▸ Problem to work on
Starting at the line below holding "Note: for every instance of the green" and stopping at the line holding "Note: for every instance of the tall", print every line exactly, both ends included, and leave the rest out.

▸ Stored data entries
____
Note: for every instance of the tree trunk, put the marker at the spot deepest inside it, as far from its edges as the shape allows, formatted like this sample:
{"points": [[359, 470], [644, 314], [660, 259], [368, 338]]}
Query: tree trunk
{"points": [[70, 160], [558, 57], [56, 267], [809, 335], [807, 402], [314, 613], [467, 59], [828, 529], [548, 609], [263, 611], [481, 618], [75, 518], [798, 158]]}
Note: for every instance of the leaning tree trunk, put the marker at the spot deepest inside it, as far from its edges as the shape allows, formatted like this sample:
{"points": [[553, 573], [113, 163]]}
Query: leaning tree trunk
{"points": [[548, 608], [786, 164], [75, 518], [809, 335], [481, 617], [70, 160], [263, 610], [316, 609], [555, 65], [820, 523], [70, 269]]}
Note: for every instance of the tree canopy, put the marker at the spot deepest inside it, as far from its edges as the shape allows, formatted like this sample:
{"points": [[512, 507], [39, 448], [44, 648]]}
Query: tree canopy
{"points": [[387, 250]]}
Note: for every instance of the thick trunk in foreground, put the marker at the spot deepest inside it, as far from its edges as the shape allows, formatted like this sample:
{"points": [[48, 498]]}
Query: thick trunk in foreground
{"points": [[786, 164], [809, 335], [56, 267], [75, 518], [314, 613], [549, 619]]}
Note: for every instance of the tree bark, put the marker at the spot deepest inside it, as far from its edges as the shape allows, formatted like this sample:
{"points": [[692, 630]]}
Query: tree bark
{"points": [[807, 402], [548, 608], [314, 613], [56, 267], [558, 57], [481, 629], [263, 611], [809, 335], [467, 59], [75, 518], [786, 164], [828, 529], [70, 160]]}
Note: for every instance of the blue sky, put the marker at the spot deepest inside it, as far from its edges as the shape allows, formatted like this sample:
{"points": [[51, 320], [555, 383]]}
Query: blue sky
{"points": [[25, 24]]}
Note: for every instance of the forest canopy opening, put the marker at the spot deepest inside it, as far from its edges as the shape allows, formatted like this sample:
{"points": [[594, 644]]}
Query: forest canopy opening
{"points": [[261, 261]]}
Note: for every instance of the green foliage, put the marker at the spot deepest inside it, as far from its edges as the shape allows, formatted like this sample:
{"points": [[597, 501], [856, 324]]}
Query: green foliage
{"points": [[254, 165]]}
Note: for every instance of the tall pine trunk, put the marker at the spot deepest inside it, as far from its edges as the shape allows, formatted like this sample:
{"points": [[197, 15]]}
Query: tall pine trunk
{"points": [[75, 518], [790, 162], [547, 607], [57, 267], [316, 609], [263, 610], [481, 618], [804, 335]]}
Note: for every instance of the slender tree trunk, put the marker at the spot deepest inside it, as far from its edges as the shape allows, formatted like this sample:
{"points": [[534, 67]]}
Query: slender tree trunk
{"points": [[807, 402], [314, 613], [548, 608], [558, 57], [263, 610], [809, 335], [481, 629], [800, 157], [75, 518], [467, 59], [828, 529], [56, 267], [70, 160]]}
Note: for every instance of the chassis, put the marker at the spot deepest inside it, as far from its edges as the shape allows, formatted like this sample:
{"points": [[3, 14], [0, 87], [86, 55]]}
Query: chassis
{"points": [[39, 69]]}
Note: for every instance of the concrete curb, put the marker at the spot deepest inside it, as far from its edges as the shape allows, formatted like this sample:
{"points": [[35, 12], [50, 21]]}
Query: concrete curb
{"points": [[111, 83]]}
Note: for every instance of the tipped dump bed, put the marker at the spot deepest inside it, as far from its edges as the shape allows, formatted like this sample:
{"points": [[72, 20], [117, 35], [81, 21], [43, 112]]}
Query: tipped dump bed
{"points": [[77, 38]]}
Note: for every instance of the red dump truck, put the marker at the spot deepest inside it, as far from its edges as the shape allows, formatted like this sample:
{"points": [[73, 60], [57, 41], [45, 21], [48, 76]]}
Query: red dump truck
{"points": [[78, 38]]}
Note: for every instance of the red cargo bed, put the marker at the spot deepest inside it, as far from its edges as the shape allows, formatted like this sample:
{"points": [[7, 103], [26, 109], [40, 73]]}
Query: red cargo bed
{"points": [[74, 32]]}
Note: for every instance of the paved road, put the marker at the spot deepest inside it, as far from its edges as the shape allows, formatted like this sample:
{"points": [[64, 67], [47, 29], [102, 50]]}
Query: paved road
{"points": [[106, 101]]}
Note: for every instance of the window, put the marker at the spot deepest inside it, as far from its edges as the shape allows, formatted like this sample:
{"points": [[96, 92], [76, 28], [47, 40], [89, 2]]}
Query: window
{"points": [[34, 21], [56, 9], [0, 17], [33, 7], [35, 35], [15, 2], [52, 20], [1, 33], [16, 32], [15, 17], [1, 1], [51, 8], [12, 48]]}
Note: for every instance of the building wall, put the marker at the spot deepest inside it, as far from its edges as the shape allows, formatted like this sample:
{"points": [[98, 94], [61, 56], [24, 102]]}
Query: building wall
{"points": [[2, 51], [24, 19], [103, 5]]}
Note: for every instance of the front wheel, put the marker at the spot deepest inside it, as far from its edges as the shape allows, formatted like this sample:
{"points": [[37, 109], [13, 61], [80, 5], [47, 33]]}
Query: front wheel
____
▸ Written answer
Note: for every instance of the green foliage, put the marker at the spot deepest inside it, as far from its edges as the shape allows, formatted like this sample:
{"points": [[597, 501], [856, 324]]}
Query: green foliage
{"points": [[254, 165]]}
Note: for every instance of the tall pine trunk, put the marker at the spot deepest inside it, as far from its edges as the shape allows, formatted like this sample:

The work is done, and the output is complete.